The 2018 Battle of the Bands at Westside High School was supposed to go on like normal.

Bands from around the school would take the stage during the winter formal to play inoffensive pop and rock standards — “Careless Whisper,” “Eleanor Rigby,” maybe a tribute to school heroes 311. Familiar stuff to gain the audience’s favor. 

Brothers Nathan and Griffin Wolf didn’t expect to win anybody over.

They took the stage in button-up T-shirts and slacks to perform a pair of originals; Nathan behind the provided jazz drum kit and Griffin behind his faithful Casiotone MT-46 keyboard. From there, they burst into a stretch of Nathan’s relentless jazz-punk percussion and Griffin’s off-the-wall keyboard riffs like the arpeggiated voice of a dying robot. 

Of the songs the duo — named Pagan Athletes — could have played, they chose one of their most dissonant and the one that borders on free jazz, with multiple starts and stops and a haunted interpolation of John Coltrane’s version of “My Favorite Things.”  

“I kind of knew going in, we were gonna go up on stage and play some really fucked up shit,” Griffin says.

········

• **REQUIRED WORK**:
**1)** In the Battle of the Bands article above, list every song title that appears in quotation marks.
**2)** Render this sentence from the Battle of the Bands article into Spanish: "Brothers Nathan and Griffin Wolf didn't expect to win anybody over."
**3)** Continue the article about Pagan Athletes at the 2018 Westside High School Battle of the Bands, starting after its last sentence.

• **PROVIDED RECORDS**:
········

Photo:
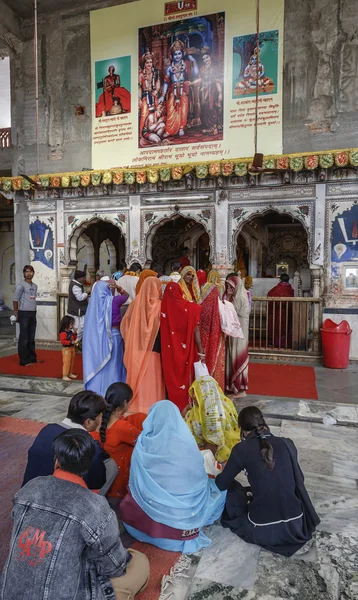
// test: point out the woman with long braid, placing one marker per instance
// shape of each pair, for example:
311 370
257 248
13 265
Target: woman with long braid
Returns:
118 434
276 512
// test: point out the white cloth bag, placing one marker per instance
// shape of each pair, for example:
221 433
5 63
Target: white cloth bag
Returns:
200 370
229 321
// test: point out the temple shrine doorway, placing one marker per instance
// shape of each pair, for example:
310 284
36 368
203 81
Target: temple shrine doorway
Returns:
269 245
172 238
100 245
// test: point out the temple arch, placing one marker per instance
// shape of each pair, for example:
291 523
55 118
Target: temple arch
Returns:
166 238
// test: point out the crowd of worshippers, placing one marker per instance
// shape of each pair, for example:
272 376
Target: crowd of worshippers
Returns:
162 476
154 444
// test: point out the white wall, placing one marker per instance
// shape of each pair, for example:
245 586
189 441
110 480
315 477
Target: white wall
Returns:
5 118
7 258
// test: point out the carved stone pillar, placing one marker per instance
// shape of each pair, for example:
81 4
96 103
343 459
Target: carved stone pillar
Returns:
65 273
316 307
92 273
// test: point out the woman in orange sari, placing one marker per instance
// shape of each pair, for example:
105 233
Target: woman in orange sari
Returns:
140 331
212 338
189 283
142 277
118 434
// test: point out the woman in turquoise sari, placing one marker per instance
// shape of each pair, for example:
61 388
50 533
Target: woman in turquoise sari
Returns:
171 498
102 346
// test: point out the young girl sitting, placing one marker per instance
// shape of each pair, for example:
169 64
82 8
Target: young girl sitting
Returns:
68 339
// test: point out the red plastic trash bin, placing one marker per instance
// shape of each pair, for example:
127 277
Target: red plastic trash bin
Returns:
336 340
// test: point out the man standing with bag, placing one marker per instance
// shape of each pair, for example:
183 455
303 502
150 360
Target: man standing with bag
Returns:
24 302
78 302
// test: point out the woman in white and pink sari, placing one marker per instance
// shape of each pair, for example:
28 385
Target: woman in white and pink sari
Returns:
237 349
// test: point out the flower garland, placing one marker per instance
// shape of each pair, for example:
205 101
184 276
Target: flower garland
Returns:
236 167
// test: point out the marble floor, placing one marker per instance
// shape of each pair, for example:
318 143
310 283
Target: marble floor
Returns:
328 454
231 569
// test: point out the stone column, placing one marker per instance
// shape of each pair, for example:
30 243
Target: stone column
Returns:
134 251
315 320
319 241
21 235
221 258
65 273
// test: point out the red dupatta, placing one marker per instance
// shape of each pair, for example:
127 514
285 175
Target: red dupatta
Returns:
212 338
179 319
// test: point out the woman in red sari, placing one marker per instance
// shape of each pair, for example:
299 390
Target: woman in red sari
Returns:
212 338
180 341
118 434
112 90
237 349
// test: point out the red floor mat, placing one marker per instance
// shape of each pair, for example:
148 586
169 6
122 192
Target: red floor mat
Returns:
287 381
16 436
50 367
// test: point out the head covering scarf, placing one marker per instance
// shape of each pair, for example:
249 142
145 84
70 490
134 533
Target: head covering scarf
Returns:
195 285
129 284
202 277
213 417
97 332
139 328
167 478
212 338
175 276
239 299
179 319
214 277
142 277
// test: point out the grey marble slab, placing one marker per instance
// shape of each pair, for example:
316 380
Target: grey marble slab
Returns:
343 413
319 461
330 484
338 514
36 384
229 560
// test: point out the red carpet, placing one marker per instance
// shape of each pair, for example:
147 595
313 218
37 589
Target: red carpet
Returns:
282 380
16 436
50 367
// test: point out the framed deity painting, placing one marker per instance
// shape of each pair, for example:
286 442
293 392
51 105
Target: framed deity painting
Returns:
351 278
281 268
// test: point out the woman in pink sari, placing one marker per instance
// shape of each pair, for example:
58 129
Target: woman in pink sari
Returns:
212 338
237 349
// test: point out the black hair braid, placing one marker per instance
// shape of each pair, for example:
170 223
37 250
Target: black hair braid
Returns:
266 448
105 418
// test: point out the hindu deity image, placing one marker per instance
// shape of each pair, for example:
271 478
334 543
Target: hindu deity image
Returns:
254 73
114 99
181 81
153 130
149 87
210 94
176 87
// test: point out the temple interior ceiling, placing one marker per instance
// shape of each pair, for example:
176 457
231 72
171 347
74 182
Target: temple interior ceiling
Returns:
25 8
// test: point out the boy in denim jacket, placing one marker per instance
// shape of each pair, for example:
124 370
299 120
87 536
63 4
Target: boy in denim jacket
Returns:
65 542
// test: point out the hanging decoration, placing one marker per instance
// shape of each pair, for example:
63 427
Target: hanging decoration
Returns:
236 167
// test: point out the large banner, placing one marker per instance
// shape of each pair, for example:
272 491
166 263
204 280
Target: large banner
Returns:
175 82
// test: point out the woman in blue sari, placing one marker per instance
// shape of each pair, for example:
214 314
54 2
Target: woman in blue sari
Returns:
102 347
171 498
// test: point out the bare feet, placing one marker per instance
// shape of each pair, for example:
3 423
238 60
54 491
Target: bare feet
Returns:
239 395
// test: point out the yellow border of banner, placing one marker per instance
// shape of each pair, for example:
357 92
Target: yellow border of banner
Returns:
237 167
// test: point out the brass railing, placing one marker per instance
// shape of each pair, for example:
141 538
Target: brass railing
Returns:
5 137
285 325
62 302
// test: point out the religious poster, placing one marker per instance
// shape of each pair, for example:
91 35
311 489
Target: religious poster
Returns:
344 235
183 86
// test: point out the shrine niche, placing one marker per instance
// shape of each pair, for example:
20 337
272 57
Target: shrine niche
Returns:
172 237
271 244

········

• **EXPECTED ANSWERS**:
**1)**
"Careless Whisper"
"Eleanor Rigby"
"My Favorite Things"

**2)** Los hermanos Nathan y Griffin Wolf no esperaban ganarse a nadie.

**3)**
“I don’t think anybody fucking got it,” Nathan says.

Pagan Athletes album release show poster.

But what did they expect? A high percentage of music listeners would listen to Pagan Athletes’ music, grimace and quickly shut it off. 

In the three years since the Battle of the Bands, Pagan Athletes’ approach hasn’t changed materially, but its audience has. The brothers have found an underground Omaha crowd to whom their chaotic noise rock is palatable, even danceable. And they’ll release their self-titled debut LP to that crowd this Friday at OutrSpaces in Little Bohemia.

Figure out the rest

Griffin and Nathan were born into a family where music was not obligatory, but would’ve been nearly inescapable. Their parents were major players in the Omaha punk scene in the ’80s and ’90s — their father John Wolf played in bands like Cellophane Ceiling and Bad Luck Charm and brought numerous esteemed punk groups to town, among them The Jesus Lizard, Bad Brains and Nirvana.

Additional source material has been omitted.